_Exercise brief_. Write out every line from the line containing "Can you find the green palm" down to the line containing "point(303, 721)", and add 134 to each coordinate of the answer points while leaving all other numbers unchanged. Give only those lines.

_The data_.
==================================================

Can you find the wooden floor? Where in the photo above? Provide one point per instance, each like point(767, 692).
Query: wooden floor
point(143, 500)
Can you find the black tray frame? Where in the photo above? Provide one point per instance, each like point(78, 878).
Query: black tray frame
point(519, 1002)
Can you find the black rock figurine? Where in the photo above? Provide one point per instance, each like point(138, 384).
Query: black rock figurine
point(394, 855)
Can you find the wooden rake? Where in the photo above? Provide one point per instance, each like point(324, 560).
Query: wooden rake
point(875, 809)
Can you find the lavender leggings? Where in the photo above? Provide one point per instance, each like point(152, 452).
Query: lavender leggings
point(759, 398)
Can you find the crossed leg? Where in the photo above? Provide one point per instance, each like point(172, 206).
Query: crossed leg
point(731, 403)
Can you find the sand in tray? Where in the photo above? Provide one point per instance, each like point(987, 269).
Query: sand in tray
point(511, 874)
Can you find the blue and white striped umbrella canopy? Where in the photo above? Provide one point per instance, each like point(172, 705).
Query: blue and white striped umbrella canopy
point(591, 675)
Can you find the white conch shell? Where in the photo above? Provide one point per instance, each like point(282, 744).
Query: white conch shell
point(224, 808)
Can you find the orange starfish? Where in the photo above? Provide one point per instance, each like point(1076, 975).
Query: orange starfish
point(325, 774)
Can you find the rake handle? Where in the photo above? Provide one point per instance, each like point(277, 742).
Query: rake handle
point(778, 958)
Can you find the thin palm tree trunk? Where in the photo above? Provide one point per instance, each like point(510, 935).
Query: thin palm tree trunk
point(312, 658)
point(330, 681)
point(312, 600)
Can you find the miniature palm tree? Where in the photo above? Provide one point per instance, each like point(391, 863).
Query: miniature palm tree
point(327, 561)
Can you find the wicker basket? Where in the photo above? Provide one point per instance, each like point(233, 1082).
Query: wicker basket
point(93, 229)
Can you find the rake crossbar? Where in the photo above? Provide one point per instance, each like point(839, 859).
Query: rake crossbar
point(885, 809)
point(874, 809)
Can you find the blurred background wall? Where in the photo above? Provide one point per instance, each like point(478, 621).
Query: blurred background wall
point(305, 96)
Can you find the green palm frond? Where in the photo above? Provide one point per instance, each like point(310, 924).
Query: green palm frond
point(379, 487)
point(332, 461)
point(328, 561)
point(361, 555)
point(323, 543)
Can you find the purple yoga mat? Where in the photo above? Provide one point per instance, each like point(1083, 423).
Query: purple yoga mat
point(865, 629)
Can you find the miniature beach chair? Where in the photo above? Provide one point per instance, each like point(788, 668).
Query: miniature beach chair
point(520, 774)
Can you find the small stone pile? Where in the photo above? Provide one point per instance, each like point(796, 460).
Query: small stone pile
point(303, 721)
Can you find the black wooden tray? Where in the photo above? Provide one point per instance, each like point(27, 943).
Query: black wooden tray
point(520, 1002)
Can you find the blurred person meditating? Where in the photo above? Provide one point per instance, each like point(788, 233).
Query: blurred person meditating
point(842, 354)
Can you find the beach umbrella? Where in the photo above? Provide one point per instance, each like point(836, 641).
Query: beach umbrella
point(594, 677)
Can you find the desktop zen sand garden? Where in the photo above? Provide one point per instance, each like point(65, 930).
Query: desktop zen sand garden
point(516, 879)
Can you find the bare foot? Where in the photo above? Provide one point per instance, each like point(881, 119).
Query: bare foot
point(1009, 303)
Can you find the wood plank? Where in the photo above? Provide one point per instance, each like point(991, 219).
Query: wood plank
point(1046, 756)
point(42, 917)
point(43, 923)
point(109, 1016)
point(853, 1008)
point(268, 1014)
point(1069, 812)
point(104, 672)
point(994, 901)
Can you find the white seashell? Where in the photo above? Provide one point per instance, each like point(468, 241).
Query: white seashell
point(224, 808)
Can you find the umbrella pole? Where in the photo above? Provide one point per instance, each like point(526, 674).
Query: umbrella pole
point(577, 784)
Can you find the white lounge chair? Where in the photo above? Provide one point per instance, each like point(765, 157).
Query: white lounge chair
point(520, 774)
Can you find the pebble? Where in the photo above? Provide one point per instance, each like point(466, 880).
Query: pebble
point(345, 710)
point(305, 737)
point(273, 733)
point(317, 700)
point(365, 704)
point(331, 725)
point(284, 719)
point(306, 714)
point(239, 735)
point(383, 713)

==================================================

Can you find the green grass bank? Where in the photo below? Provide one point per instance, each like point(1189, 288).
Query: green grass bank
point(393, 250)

==================================================

_Correct output_.
Can you find the green palm frond? Where in the photo above? Provide one point per instance, each like point(310, 924).
Query: green palm frond
point(513, 621)
point(466, 595)
point(462, 695)
point(495, 689)
point(457, 677)
Can you find the purple yoga mat? Where in the photo above? Provide one point per instance, each like point(1083, 423).
Query: purple yoga mat
point(999, 763)
Can you find the miniature beach chair? Where in the photo above? Provide one point per instance, each like point(788, 668).
Query: miniature beach chair
point(654, 908)
Can you find the small stone pile? Where in the photo above? Provide one point per instance, each like point(796, 460).
Query: small stone pile
point(437, 855)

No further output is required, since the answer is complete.